Work to be completed:
Every entry must be echoed exactly.

Data extracted from a collection:
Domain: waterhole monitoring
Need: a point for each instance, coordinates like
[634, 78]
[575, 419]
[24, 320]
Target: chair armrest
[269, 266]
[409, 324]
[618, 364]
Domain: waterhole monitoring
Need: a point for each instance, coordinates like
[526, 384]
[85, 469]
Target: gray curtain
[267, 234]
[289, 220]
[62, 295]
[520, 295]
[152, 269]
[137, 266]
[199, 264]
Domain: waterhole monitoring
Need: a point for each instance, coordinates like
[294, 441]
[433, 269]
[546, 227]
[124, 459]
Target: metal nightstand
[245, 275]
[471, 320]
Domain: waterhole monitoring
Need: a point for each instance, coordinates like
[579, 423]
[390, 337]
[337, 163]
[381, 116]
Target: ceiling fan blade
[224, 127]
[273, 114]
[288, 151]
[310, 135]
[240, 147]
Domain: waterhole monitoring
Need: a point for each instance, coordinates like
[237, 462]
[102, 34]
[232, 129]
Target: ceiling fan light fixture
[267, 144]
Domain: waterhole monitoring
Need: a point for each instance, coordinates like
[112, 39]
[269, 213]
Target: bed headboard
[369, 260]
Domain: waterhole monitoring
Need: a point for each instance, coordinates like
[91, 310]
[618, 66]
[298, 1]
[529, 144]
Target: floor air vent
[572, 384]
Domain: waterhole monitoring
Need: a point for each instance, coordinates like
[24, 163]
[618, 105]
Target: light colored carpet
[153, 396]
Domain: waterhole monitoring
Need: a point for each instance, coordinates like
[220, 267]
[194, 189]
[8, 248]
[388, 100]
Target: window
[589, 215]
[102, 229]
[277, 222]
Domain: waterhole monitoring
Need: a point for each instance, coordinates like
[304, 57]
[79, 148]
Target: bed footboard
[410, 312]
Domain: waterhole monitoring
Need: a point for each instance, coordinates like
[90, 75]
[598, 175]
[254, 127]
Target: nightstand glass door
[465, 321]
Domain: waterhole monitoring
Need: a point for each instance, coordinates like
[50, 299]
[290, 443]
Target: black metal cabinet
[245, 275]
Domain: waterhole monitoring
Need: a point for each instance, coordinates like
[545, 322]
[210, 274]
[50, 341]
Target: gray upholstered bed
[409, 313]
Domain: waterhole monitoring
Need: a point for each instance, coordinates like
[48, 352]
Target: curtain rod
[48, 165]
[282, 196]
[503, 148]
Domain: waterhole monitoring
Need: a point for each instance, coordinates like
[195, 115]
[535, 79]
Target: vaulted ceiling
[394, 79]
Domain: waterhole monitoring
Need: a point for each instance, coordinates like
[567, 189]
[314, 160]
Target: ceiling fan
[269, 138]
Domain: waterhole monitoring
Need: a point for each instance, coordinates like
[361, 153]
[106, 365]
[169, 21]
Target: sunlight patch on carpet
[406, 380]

Solution for this exercise:
Domain: waterhole monitoring
Need: a point for each instance, coordinates like
[634, 78]
[575, 419]
[24, 320]
Target: chair armrest
[269, 266]
[409, 324]
[618, 364]
Domain: waterhole monitoring
Need: a point for each instance, coordinates like
[526, 384]
[85, 469]
Target: gray curtain
[267, 234]
[289, 220]
[62, 295]
[520, 295]
[152, 269]
[137, 266]
[199, 264]
Domain: waterhole monitoring
Need: a point for each instance, coordinates like
[294, 441]
[433, 269]
[546, 227]
[124, 459]
Target: metal nightstand
[245, 275]
[471, 320]
Domain: waterhole monitoring
Need: a point for each instance, coordinates like
[579, 423]
[390, 337]
[337, 163]
[381, 116]
Target: ceiling fan blade
[224, 127]
[273, 114]
[288, 151]
[310, 135]
[240, 147]
Domain: waterhole monitoring
Need: a point for each instance, coordinates like
[237, 462]
[102, 34]
[232, 129]
Target: ceiling fan light fixture
[267, 144]
Domain: waterhole monitoring
Need: a point for each instance, coordinates like
[112, 39]
[269, 213]
Target: bed headboard
[369, 260]
Domain: waterhole monitoring
Need: a point for each instance, coordinates like
[91, 310]
[618, 66]
[298, 1]
[529, 144]
Target: floor air vent
[572, 384]
Domain: waterhole monitoring
Need: a point for each instance, coordinates like
[24, 163]
[618, 105]
Target: light colored carpet
[153, 396]
Domain: waterhole monitoring
Need: a point for each instance, coordinates like
[220, 267]
[194, 189]
[8, 248]
[388, 100]
Target: window
[589, 215]
[102, 229]
[277, 222]
Domain: waterhole monitoring
Need: a point for each instance, coordinates like
[304, 57]
[79, 148]
Target: bed footboard
[410, 312]
Domain: waterhole monitoring
Need: a point for each instance, coordinates like
[90, 75]
[598, 175]
[254, 127]
Target: nightstand glass door
[465, 321]
Domain: waterhole monitoring
Need: a point for each instance, coordinates like
[50, 299]
[290, 443]
Target: black metal cabinet
[245, 275]
Domain: waterhole monitoring
Need: a point for each instance, coordinates like
[545, 322]
[210, 274]
[50, 341]
Target: gray upholstered bed
[409, 313]
Domain: waterhole monitoring
Need: a point for each instance, coordinates like
[48, 352]
Target: curtain rod
[48, 165]
[282, 196]
[503, 148]
Domain: waterhole monitoring
Need: a point for each instance, coordinates like
[195, 115]
[535, 79]
Target: vaulted ceiling
[394, 79]
Domain: waterhole monitoring
Need: a point for each instance, coordinates like
[567, 189]
[314, 160]
Target: ceiling fan
[269, 138]
Domain: waterhole monitoring
Need: a point for each instance, coordinates like
[361, 153]
[106, 365]
[169, 21]
Target: sunlight patch on carpet
[406, 380]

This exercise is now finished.